DOCUMENT:
(1) Assume S(A)=S multiplied by A.
Graphical representation is right triangle OPQ, where O(0,0), P(0,1), Q(1/S,0), so OPQ is the feasibility region.
(a) Optimal solution:
A, B≥0⇒S≥0⇒
0<S<1⇒max(A+B)=1/S (A=1/S, B=0);
S≥1⇒max(A+B)=1 (A=0, B=1);
S=0⇒max(A+B)=1 (A any value, B=1).
(b) Infeasible: S<0.
(2) Assume S is a function of A.
(a) Optimal solution:
Range of S must include S(A)≥0 for some A≥0:
0<S(A)<1⇒max(A+B)=1/S(A) (B=0, for some A);
S(A)≥1⇒max(A+B)=1 (B=1, for some A);
S(A)=0⇒max(A+B)=1 (B=1, for some A).
(b) Infeasible: S(A)<0 for all A.
EXAMPLE: S(A)=3A-A²-2, but this would be non-linear.
1≤A≤2⇒min(S(A))=0, max(S(A))=¼; A<1 or A>2⇒S(A)<0.
(a) max(A+B)=4 at A=3/2, B=0
(b) Infeasible when A<1 or A>2.
Still investigating for (c).

WORK TO DO:
[1] Answer the following questions from the optimization post:
(a) What are the coordinates of point Q in triangle OPQ?
(b) In the first case, for which values of S is the problem infeasible?
(c) In the example, what is the maximum of A+B, and at which values of A and B is it reached?
[2] Reproduce a passage of the optimization post word for word: begin at the words "EXAMPLE: S(A)=3A-A²-2, but" and stop after the words "investigating for (c).".
The lines that follow have no connection to the optimization post above.

LISTED ENTRIES:
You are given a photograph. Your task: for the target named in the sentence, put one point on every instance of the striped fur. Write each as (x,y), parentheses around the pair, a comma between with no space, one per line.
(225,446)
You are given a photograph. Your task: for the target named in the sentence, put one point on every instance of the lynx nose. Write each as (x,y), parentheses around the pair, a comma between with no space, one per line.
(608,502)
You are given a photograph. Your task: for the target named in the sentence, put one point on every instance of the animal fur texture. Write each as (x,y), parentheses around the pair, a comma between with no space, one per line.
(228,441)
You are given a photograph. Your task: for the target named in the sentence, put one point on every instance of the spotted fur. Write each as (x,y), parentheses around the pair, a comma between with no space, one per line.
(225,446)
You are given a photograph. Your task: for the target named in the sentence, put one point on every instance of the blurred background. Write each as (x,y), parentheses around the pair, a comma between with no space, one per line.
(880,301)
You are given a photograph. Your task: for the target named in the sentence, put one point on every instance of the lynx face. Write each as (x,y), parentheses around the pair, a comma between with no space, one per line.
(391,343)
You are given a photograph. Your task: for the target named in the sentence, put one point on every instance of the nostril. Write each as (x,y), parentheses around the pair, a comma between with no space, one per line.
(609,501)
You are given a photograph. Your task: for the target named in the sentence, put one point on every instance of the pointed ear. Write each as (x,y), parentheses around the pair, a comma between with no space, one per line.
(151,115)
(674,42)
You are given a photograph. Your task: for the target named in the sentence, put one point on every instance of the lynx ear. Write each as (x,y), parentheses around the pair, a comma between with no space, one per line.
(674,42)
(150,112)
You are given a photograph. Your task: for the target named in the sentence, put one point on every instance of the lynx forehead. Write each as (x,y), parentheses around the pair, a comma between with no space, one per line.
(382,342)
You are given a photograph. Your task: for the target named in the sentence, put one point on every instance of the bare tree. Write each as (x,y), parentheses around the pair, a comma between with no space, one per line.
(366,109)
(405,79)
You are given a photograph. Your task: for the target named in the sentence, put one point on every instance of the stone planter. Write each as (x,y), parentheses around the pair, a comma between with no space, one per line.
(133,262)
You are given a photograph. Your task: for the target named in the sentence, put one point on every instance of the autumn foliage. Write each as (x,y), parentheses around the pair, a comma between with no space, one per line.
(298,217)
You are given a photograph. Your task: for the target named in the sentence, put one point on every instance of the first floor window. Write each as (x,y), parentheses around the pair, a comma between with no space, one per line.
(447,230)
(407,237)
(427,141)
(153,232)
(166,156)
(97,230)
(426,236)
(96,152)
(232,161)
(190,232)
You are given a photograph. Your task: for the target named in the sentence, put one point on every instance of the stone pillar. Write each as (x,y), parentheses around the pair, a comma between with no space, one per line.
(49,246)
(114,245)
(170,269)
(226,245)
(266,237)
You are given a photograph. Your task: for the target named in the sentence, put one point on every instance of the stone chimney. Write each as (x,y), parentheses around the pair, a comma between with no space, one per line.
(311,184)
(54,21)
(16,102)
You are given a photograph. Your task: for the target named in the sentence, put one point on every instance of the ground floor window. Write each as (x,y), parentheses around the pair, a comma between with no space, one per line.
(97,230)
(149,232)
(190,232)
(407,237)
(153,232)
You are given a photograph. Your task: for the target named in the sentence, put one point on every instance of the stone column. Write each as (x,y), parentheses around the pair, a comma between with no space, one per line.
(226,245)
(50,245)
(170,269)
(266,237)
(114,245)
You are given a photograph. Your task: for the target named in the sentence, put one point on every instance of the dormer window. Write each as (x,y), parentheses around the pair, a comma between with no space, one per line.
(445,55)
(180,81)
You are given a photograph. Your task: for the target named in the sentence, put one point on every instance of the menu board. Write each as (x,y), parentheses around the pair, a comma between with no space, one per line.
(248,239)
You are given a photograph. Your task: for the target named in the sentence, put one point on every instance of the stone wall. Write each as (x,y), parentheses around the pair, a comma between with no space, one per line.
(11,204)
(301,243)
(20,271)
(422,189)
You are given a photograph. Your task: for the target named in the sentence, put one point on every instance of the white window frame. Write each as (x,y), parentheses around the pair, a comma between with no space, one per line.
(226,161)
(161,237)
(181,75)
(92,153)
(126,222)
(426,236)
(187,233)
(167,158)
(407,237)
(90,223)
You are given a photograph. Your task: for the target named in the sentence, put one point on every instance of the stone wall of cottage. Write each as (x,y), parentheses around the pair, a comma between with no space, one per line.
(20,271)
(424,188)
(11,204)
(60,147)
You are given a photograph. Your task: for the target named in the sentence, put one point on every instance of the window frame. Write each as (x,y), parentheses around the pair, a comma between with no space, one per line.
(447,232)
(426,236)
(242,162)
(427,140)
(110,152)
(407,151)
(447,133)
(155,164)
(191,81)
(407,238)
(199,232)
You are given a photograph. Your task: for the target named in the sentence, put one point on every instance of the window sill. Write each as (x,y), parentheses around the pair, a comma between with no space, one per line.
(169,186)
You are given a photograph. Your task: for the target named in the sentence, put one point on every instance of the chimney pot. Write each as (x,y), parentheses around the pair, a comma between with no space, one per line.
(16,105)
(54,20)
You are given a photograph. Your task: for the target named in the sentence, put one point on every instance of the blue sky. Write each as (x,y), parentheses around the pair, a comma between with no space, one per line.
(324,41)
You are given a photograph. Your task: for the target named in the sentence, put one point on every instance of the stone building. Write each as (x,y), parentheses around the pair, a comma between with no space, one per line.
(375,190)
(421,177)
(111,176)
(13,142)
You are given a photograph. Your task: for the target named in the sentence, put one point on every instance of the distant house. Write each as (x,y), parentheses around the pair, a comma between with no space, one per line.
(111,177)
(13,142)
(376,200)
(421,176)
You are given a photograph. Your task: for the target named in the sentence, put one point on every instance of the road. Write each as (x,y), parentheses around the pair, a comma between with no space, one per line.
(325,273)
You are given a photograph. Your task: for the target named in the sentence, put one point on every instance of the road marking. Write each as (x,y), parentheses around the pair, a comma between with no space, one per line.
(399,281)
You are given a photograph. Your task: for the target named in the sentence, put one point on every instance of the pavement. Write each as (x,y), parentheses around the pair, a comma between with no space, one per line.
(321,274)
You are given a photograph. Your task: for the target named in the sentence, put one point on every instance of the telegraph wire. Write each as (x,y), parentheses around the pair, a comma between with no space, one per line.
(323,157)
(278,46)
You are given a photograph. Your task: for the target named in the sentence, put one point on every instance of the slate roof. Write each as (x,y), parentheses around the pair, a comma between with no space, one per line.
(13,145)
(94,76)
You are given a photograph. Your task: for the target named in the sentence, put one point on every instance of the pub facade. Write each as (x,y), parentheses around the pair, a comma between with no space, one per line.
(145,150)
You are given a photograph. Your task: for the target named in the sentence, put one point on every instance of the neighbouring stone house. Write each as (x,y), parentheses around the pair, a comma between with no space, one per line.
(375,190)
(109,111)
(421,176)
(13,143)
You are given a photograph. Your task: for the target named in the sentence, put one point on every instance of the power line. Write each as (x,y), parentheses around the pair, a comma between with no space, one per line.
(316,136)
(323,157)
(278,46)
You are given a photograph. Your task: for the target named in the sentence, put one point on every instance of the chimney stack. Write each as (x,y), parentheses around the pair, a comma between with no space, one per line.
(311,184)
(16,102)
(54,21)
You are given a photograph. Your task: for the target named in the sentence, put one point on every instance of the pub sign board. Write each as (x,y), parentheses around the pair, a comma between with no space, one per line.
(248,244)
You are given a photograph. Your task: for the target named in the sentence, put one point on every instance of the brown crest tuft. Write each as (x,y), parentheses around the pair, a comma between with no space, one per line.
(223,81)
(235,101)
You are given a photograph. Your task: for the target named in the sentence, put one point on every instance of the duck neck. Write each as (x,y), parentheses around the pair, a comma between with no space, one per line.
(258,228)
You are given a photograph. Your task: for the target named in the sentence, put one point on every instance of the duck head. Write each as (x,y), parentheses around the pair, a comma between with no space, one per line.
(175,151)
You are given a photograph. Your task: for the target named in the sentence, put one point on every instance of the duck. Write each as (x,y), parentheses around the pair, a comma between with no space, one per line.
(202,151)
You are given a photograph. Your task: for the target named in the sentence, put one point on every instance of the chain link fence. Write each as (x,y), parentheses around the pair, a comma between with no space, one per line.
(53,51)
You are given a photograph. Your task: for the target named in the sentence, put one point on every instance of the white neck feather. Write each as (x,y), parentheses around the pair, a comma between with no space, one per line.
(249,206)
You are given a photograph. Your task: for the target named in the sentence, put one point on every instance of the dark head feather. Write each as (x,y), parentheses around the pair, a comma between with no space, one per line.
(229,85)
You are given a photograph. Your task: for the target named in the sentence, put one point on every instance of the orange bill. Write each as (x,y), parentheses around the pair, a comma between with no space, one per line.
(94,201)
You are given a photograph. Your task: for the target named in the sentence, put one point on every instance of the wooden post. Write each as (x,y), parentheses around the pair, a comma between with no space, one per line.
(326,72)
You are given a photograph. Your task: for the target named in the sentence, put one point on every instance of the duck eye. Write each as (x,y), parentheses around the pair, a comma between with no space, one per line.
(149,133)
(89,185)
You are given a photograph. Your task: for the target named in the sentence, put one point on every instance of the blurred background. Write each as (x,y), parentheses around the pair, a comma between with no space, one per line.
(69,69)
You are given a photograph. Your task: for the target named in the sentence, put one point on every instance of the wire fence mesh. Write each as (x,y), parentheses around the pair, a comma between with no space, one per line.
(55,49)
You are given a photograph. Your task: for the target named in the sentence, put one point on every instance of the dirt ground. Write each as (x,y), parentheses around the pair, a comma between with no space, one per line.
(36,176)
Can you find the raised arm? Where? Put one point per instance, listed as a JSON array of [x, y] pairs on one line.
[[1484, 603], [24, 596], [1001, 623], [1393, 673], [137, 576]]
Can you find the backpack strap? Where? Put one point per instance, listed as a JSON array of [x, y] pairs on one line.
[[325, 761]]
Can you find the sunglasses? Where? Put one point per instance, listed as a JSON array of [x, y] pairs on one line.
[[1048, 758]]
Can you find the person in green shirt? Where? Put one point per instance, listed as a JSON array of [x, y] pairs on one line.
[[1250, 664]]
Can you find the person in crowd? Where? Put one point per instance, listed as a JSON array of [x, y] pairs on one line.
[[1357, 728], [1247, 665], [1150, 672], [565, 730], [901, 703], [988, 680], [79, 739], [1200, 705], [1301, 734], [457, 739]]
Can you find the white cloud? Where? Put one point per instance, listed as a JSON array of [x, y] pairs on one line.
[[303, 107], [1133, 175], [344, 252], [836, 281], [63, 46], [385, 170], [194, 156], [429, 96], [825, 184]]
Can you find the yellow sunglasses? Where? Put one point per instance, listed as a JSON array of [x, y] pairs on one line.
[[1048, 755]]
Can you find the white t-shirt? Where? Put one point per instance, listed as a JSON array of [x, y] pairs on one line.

ANSWERS TO EACH TASK:
[1]
(a) Q is at (1/S, 0).
(b) The problem is infeasible when S<0.
(c) The maximum of A+B is 4, reached at A=3/2 and B=0.

[2]
EXAMPLE: S(A)=3A-A²-2, but this would be non-linear.
1≤A≤2⇒min(S(A))=0, max(S(A))=¼; A<1 or A>2⇒S(A)<0.
(a) max(A+B)=4 at A=3/2, B=0
(b) Infeasible when A<1 or A>2.
Still investigating for (c).